## VERPLICHTE OPDRACHT
Toon elke regel uit de items hieronder waarin het woord "wooden" voorkomt. Het verschil tussen hoofdletters en kleine letters telt mee.

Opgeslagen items
---*---
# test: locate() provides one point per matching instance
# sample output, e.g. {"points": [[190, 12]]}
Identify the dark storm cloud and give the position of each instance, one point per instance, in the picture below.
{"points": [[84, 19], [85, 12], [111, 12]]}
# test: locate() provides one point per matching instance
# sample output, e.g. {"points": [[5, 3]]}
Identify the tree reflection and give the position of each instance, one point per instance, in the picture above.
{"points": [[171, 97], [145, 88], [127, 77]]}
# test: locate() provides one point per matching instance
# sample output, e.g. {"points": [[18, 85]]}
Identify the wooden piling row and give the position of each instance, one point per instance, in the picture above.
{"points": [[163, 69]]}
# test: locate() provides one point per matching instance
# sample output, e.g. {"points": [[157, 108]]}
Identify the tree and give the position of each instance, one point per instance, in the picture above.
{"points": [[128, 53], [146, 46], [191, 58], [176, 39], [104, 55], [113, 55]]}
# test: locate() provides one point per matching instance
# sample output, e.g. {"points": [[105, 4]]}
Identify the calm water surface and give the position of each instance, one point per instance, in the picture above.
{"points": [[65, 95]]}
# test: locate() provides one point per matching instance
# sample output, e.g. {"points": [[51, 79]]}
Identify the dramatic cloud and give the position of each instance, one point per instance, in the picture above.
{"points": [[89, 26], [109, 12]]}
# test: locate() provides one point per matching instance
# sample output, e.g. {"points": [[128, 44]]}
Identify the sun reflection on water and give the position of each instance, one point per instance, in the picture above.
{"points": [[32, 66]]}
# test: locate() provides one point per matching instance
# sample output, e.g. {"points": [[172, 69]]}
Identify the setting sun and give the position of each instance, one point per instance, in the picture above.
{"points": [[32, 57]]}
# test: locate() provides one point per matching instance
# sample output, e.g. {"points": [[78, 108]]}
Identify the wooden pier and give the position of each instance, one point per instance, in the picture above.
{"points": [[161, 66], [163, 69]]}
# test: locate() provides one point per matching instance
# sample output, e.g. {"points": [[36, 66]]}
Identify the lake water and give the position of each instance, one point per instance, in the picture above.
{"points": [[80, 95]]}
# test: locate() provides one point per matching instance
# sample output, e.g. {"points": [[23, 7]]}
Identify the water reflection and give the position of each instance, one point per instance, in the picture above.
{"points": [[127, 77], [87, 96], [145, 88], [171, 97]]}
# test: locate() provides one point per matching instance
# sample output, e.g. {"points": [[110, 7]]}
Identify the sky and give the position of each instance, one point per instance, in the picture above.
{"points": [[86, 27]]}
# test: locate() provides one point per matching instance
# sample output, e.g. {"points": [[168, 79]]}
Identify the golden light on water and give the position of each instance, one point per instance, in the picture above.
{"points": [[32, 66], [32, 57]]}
---*---
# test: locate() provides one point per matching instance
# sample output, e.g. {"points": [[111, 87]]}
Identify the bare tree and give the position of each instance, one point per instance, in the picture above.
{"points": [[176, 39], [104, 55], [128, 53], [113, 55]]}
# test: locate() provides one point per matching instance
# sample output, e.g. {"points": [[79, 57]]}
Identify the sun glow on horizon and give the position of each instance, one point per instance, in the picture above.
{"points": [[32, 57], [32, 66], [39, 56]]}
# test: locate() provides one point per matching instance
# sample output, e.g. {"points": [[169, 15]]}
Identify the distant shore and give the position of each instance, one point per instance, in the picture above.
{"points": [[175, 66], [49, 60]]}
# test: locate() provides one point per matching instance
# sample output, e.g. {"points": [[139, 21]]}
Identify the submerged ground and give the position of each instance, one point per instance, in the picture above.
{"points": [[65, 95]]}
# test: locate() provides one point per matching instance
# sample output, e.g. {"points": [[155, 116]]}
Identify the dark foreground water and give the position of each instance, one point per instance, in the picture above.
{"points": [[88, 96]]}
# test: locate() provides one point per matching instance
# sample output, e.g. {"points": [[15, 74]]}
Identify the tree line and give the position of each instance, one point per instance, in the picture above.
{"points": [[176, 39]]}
---*---
## EINDRESULTAAT
Identify the wooden piling row and give the position of each instance, one point per instance, in the picture above.
Identify the wooden pier and give the position of each instance, one point per instance, in the picture above.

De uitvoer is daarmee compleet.